- [Try it]:
Excluding images, repeat the data exactly as given.

- [Dataset entries]:

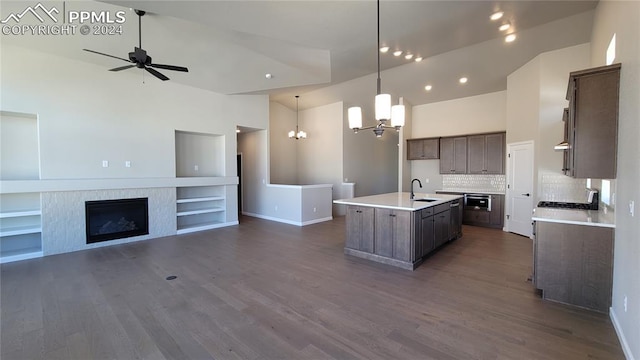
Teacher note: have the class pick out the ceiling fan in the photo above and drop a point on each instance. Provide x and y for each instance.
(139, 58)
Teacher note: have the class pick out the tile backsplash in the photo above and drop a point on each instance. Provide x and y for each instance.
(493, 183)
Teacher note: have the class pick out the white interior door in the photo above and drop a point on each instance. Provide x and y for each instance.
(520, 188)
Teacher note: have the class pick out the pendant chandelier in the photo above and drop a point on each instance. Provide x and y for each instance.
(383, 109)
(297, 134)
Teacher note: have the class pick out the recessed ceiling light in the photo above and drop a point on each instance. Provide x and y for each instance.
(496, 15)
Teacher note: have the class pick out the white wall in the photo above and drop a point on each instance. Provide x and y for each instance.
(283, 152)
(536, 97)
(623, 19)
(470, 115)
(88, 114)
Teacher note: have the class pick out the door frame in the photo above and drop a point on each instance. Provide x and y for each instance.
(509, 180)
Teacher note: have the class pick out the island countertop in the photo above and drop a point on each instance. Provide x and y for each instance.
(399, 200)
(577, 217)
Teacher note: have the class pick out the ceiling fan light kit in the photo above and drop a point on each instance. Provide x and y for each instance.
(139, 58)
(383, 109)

- [Response box]:
Teacher note: have the class pick out the ceiling fan in the photo above and drop a point on each instance. Provide x and y for each instance.
(139, 58)
Teacher note: have the class pick out the tile backsplash in the photo above and drop a point on each instance. Provide x and y for each instance.
(493, 183)
Teacher note: have the class pick out the white interior door in the photo above and drop a point on each instance. Provide x and y for each instance.
(520, 188)
Teacher note: have the class pick out the pendant chandelier in the photo above and drop a point on each instance. Provide x and y for each instance.
(383, 109)
(297, 134)
Teacher note: have the class pick out the recessed ceiling light in the photo above and drop a point on each instance. Provide x and y for each instance.
(496, 15)
Teacher note: have the class pick out the white wall in the photo above and drop a point on each instance. Provide x and y for each instance.
(283, 152)
(536, 97)
(623, 19)
(470, 115)
(88, 114)
Teacher note: have the class pick out the door frame in the photo above and drop a point on each instance. Provide x and y for each instance.
(509, 180)
Teacher note: have the class pick out the island countertop in the photo above and drop a point on each instance. Provide x and y for each instance.
(399, 200)
(577, 217)
Teacher note: have the class pick out the ceiling fan light kit in the photo above and drop a point on each instance. Provide x and y for each instance.
(139, 58)
(383, 109)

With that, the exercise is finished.